AIM OF THE EXERCISE
Answer the following questions using the post below about a calf injury.
(a) At which mile of the Cleveland Half did the writer feel the injury happen?
(b) What was the writer's finishing time in that race?
(c) At which mile did the writer finally see the Redhead?

======== DOCUMENT SEGMENT

|Lower leg of doom|
See that thin blue strip? That's your plantaris tendon. Yours is probably fine.
Mine, however, is ruptured. Oh, and my medial gastroc and soleus muscles are torn. For even more fun, I even have a touch of the achilles tendinitis. Why not toss that onto this steaming pile of crap as well?
I can pinpoint the moment this bad boy let go: mile 6 of the Cleveland Half on May 15. It felt like someone took my right calf muscle and ripped it in two. Like any overly stubborn runner, I powered onward and finished the race. Dropping out for the dreaded DNF is not in my vocabulary, even though I could barely hobble forward. I finished that race in 2:28, my slowest half ever. But I finished.
No wonder it hurt so much! I WAS RUNNING WITH A RUPTURED TENDON AND TORN MUSCLES.
I still haven't run since that day. I was hoping to run this coming Saturday with the Engineer at the Canal Days 5K near Ft. Wayne because my leg has felt great, almost normal, for several days. I mentioned this at my appointment today and the radiologist was like "That's not a good idea."
While I won't need surgery, I may be in for a round of physical therapy. I will see my sports medicine doctor at the end of the month for a follow-up and I will hear what she has to say. Right now, however, the course of action can be summed up thusly:
- No running
- No running
- NO RUNNING!
These recent revelations make the following picture, taken near the end of the Cleveland race, quite bittersweet. I was in a tremendous amount of pain, and I knew I was almost done. I hadn't seen the Redhead yet and I was worried I had been too slow to see her at mile 7 (I didn't know she never even made it there, having gone the wrong way to spectate). I started to hear some crazy person yelling into a bullhorn and when I got close enough I saw that, yes, it was indeed the Redhead, on the sidewalk at mile 12. Oh, happy day!
|I think this is my new favorite race picture ever|
Interestingly, this injury (the tendon rupture and accompanying gastroc tear) is colloquially known as "tennis leg" because it happens most often to tennis players. Why it happened to me I have no idea.
I'm holding out hope I will be able to run when I go on vacation to Cape Cod in six weeks. That's all I want: to run by the ocean.

================
======== EXTRACTED INFORMATION

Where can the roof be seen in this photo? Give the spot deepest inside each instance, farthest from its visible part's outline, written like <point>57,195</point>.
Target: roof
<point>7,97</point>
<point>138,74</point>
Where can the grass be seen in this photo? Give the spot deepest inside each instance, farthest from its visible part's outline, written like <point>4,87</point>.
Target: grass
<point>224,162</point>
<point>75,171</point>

================
======== EXTRACTED INFORMATION

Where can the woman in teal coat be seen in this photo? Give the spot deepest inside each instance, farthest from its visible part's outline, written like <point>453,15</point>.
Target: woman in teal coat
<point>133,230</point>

================

ANSWER TO THIS EXERCISE
(a) Mile 6
(b) 2:28
(c) Mile 12